TASK DETAILS:
Output the data as it stands. Each line must match exactly.

MATERIAL FOR THIS EXERCISE:

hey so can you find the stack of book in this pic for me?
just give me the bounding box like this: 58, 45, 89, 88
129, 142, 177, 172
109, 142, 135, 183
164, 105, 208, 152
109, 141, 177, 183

SOLUTION FOR THIS PROBLEM:
hey so can you find the stack of book in this pic for me?
just give me the bounding box like this: 58, 45, 89, 88
129, 142, 177, 172
109, 142, 135, 183
164, 105, 208, 152
109, 141, 177, 183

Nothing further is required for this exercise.